═══ Entries provided ═══

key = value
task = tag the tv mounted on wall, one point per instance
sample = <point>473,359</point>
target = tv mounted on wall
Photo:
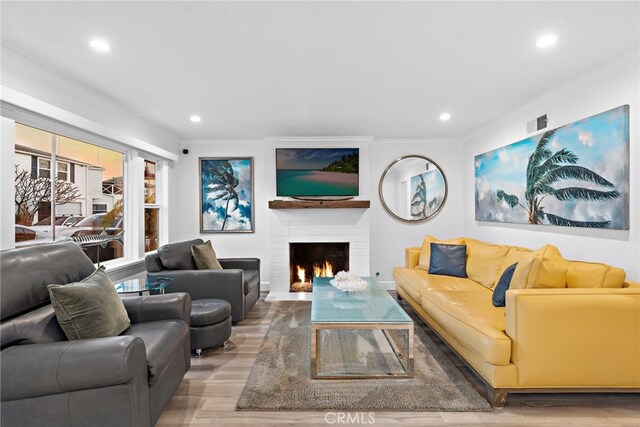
<point>317,172</point>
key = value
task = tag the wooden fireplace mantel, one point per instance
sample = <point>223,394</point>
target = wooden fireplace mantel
<point>319,204</point>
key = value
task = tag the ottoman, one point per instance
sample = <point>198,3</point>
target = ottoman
<point>210,324</point>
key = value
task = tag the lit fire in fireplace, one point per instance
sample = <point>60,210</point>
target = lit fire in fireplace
<point>323,270</point>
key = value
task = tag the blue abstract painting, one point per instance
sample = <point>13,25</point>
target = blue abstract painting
<point>427,194</point>
<point>576,175</point>
<point>226,195</point>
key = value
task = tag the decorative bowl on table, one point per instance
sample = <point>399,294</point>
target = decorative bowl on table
<point>348,282</point>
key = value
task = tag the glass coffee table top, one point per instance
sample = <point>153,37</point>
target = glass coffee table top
<point>372,305</point>
<point>140,285</point>
<point>357,335</point>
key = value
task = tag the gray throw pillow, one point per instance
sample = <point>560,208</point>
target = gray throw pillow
<point>448,260</point>
<point>177,256</point>
<point>90,308</point>
<point>205,257</point>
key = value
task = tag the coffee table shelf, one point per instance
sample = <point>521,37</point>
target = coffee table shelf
<point>363,334</point>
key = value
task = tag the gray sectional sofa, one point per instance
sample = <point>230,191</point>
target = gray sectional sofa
<point>238,282</point>
<point>125,380</point>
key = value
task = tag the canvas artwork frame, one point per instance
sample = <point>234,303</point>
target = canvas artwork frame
<point>226,195</point>
<point>576,175</point>
<point>427,194</point>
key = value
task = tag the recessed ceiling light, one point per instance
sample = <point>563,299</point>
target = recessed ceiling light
<point>100,45</point>
<point>546,40</point>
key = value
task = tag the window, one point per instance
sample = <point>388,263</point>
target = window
<point>88,183</point>
<point>63,171</point>
<point>151,210</point>
<point>44,168</point>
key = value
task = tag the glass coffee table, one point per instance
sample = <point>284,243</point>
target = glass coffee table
<point>363,334</point>
<point>140,285</point>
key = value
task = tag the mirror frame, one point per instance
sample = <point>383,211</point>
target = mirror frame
<point>393,214</point>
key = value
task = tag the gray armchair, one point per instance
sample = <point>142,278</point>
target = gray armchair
<point>238,282</point>
<point>116,381</point>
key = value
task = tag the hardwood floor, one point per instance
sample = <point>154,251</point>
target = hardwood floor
<point>210,390</point>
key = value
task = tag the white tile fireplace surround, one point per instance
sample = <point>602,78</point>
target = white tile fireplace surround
<point>315,225</point>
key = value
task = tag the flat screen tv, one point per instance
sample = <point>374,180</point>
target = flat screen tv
<point>317,172</point>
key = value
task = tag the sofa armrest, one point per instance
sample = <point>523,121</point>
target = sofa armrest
<point>240,263</point>
<point>411,256</point>
<point>158,307</point>
<point>43,369</point>
<point>580,337</point>
<point>205,284</point>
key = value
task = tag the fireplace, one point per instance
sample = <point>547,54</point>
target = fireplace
<point>308,260</point>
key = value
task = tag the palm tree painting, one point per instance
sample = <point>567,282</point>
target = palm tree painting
<point>575,176</point>
<point>226,195</point>
<point>427,194</point>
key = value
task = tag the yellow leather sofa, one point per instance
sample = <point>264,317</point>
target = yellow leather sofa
<point>571,326</point>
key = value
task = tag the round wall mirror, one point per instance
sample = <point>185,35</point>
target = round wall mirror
<point>413,188</point>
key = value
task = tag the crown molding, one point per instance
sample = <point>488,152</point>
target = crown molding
<point>611,68</point>
<point>29,103</point>
<point>318,139</point>
<point>52,78</point>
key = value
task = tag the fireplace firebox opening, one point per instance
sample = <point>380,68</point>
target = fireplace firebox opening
<point>319,259</point>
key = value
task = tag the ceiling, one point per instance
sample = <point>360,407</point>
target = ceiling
<point>385,69</point>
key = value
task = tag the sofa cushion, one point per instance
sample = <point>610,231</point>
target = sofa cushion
<point>425,251</point>
<point>205,257</point>
<point>473,320</point>
<point>536,271</point>
<point>90,308</point>
<point>416,282</point>
<point>484,261</point>
<point>448,260</point>
<point>594,275</point>
<point>251,280</point>
<point>163,340</point>
<point>208,311</point>
<point>514,255</point>
<point>177,256</point>
<point>500,291</point>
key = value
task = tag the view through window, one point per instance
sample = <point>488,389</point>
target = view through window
<point>151,210</point>
<point>88,193</point>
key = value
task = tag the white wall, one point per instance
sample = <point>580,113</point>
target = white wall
<point>7,191</point>
<point>32,79</point>
<point>234,244</point>
<point>390,237</point>
<point>616,247</point>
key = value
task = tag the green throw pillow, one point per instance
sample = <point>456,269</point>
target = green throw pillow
<point>205,257</point>
<point>90,308</point>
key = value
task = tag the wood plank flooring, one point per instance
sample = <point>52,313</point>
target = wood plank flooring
<point>210,390</point>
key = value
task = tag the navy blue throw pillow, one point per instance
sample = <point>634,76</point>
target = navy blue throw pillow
<point>500,291</point>
<point>448,260</point>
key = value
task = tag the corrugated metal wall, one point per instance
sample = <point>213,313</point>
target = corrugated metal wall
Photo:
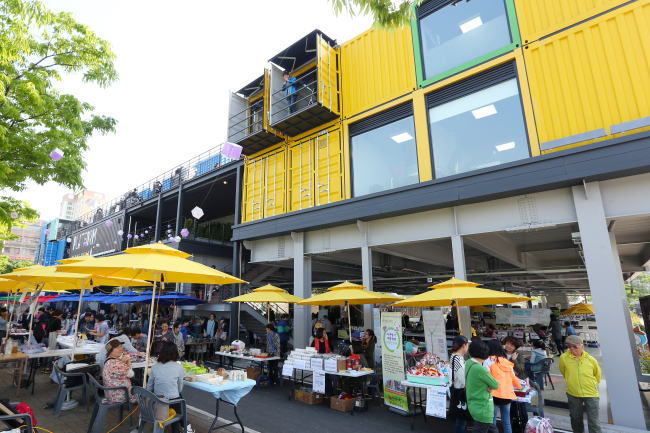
<point>592,76</point>
<point>376,66</point>
<point>538,18</point>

═══

Rescale the records from their start up to and including the line with "<point>357,335</point>": write every line out again, requests included, with each answer point coordinate multiplied by 1.7 and rounded to a whole number, halves up. Keep the coordinates in the requests and their samples unchanged, and leave the pictures out.

◆ **Response to the task**:
key = value
task = tag the tv mounted on wall, one point per instance
sample = <point>473,359</point>
target = tv mounted on wall
Photo:
<point>539,292</point>
key = value
task = tag the wooden fireplace mantel, one point per instance
sample = <point>223,394</point>
target = wooden fireplace mantel
<point>542,347</point>
key = value
task = tag the ottoman, one point per instance
sample = <point>198,3</point>
target = ottoman
<point>357,551</point>
key = value
task = tag the lit fire in fireplace, one point per instance
sample = <point>60,210</point>
target = lit fire in fireplace
<point>549,459</point>
key = value
task = tag the blue abstract painting, one point per instance
sample = <point>13,25</point>
target = blue abstract painting
<point>726,330</point>
<point>979,298</point>
<point>384,332</point>
key = value
task = tag the decorative bowl on table, one point per instance
sample = <point>399,294</point>
target = decorative bowl on table
<point>592,479</point>
key = value
task = tag the glass coffee table top, one point per instance
sample = <point>153,37</point>
target = glass coffee table top
<point>632,519</point>
<point>238,485</point>
<point>607,570</point>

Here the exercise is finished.